» **TEXT SECTION**:
The April 1985 issue of Sports Illustrated revealed that the New York Mets had recruited a rookie pitcher named Sidd Finch who could throw a baseball at 168 mph — 65 mph faster than the previous record. Surprisingly, Sidd Finch had never played baseball before, but he had mastered the "art of the pitch" in a Tibetan monastery. Mets fans couldn't believe their good luck and, accepting at face value the peculiarities of Sidd Finch's past, flooded Sports Illustrated with requests for more information. But in reality this amazing player only existed in the imagination of author George Plimpton, who had left a clue in the sub-heading of the article: "He's a pitcher, part yogi and part recluse. Impressively liberated from our opulent life-style, Sidd's deciding about yoga —and his future in baseball." The first letter of each of these words, taken together, spelled "H-a-p-p-y A-p-r-i-l F-o-o-l-s D-a-y — A-h F-i-b".

» **TASK PROMPT**:
Continue the passage about the Sidd Finch hoax in Sports Illustrated, beginning after its final sentence.

(Source data)
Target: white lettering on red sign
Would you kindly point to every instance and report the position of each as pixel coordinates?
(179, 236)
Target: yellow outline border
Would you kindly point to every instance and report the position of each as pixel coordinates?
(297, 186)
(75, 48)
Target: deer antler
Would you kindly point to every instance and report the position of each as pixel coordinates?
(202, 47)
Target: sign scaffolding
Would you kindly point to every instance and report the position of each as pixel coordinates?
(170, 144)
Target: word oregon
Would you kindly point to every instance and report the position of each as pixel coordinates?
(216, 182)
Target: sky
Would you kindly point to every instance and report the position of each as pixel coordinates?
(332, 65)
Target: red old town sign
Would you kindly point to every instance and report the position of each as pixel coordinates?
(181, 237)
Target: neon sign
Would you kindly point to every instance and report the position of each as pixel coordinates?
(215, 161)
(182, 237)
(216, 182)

» **RESPONSE TO THIS TASK**:
UFO LANDS IN LONDON

March 31, 1989: Thousands of motorists driving on the highway outside London looked up in the air to see a glowing flying saucer descending on their city. Many of them pulled to the side of the road to watch the bizarre craft float through the air. The saucer finally landed in a field on the outskirts of London where local residents immediately called the police to warn them of an alien invasion. Soon the police arrived on the scene, and one brave officer approached the craft with his truncheon extended before him. When a door in the craft popped open, and a small, silver-suited figure emerged, the policeman ran in the opposite direction. The saucer turned out to be a hot-air balloon that had been specially built to look like a UFO by Richard Branson, the 36-year-old chairman of Virgin Records. The stunt combined his passion for ballooning with his love of pranks. His plan was to land the craft in London's Hyde Park on April 1. Unfortunately, the wind blew him off course, and he was forced to land a day early in the wrong location.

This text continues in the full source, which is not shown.